··· Record excerpts

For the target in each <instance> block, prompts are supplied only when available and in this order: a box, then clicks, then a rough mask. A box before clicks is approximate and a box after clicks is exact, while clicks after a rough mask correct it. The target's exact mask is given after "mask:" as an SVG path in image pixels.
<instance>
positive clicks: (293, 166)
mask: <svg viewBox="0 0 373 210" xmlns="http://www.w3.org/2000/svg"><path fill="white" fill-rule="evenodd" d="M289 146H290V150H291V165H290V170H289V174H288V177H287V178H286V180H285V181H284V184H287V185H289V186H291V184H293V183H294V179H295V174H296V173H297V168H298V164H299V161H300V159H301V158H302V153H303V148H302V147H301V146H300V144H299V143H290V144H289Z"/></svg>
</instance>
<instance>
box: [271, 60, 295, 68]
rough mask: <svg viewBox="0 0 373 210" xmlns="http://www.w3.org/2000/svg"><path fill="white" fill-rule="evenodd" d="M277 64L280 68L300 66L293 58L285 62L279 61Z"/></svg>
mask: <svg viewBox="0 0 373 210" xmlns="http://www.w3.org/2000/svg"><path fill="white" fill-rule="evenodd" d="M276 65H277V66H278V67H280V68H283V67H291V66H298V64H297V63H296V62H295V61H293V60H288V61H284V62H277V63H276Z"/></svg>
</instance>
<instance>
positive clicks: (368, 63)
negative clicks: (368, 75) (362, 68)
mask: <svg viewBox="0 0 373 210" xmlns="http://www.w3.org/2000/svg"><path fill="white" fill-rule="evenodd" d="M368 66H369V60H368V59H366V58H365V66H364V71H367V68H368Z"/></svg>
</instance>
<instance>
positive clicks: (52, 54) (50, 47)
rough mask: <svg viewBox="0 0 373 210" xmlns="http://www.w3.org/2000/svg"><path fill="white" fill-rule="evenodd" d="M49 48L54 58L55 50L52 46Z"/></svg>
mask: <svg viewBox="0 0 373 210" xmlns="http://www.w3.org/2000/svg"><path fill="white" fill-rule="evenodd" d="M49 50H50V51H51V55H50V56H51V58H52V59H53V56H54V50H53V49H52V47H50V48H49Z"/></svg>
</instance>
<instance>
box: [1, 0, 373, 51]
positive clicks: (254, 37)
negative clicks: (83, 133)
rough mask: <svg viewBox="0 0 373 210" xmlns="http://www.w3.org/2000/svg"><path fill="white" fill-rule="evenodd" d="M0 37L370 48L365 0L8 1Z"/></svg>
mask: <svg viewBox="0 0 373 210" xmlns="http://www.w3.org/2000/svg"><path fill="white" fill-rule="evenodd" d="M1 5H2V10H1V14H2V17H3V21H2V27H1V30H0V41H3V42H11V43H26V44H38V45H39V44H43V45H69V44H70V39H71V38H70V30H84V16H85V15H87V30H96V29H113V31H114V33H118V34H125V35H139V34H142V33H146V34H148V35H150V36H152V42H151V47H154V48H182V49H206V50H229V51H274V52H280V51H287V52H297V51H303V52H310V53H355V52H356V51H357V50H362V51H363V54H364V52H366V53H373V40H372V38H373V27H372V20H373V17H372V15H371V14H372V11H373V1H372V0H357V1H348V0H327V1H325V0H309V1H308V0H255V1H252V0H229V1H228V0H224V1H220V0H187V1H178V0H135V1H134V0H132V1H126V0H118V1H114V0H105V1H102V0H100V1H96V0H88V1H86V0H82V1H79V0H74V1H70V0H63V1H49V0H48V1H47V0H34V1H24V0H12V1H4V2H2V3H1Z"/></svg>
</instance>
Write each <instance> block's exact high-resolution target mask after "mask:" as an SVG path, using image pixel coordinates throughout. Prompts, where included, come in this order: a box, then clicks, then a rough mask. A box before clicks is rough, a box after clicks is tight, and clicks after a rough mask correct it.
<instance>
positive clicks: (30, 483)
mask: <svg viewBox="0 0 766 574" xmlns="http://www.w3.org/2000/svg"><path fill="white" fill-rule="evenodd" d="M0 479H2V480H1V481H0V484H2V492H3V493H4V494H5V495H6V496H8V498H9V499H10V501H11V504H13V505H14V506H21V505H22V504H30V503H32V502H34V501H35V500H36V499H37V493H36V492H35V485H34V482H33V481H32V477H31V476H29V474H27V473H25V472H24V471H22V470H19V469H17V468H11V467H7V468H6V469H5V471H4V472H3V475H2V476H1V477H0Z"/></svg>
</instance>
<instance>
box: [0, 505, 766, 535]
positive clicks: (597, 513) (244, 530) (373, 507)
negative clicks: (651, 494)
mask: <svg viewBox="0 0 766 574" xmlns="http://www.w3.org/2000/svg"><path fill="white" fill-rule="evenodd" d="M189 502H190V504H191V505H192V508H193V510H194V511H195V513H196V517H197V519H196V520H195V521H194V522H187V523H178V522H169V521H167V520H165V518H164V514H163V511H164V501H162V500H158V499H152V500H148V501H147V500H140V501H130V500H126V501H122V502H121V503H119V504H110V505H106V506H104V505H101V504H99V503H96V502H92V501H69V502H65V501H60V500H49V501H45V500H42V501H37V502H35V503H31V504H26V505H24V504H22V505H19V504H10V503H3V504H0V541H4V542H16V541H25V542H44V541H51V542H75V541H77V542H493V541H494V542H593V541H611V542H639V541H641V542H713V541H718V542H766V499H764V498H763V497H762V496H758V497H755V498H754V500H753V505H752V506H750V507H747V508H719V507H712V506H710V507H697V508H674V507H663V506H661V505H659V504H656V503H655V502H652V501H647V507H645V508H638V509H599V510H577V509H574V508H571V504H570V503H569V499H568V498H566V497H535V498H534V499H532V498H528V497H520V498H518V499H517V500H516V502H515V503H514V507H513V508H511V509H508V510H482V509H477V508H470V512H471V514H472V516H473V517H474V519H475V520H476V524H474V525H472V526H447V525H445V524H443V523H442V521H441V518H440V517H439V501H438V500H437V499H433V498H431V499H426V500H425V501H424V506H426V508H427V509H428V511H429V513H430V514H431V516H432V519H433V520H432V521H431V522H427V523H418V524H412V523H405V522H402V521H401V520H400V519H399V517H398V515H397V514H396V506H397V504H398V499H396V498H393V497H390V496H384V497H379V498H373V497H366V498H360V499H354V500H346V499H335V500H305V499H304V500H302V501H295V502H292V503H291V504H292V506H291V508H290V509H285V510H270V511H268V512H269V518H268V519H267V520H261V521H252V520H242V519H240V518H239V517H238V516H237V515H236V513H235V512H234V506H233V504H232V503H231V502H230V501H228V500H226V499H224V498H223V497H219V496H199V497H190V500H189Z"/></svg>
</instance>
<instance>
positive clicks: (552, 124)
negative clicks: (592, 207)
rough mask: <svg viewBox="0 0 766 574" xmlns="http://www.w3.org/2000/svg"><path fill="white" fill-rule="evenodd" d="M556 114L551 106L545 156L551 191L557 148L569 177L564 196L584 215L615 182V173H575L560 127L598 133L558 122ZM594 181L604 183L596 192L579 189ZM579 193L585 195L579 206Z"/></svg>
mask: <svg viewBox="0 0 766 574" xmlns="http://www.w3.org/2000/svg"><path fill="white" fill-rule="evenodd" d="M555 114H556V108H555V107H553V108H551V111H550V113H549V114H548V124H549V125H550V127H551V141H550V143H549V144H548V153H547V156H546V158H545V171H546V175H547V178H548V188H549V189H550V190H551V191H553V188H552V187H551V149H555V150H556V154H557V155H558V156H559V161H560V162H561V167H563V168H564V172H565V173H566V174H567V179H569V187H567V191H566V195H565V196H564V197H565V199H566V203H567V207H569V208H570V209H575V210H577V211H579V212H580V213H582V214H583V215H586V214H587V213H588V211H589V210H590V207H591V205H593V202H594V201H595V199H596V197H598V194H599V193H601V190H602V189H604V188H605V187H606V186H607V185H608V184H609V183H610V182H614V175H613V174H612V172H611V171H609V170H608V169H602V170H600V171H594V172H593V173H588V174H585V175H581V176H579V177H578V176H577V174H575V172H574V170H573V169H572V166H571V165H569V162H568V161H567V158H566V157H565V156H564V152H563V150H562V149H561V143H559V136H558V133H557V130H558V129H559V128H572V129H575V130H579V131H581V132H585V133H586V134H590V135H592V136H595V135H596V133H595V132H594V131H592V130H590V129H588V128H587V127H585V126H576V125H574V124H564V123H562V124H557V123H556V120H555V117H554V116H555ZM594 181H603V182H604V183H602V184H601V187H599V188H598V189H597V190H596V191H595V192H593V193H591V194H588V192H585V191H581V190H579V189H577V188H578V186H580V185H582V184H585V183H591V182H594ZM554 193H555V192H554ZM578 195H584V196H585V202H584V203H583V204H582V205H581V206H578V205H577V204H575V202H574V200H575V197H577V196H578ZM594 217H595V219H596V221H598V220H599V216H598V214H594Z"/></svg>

······

Action item.
Each line of the data that includes the word "target" counts once; report the total and nothing more.

Exercise answer.
2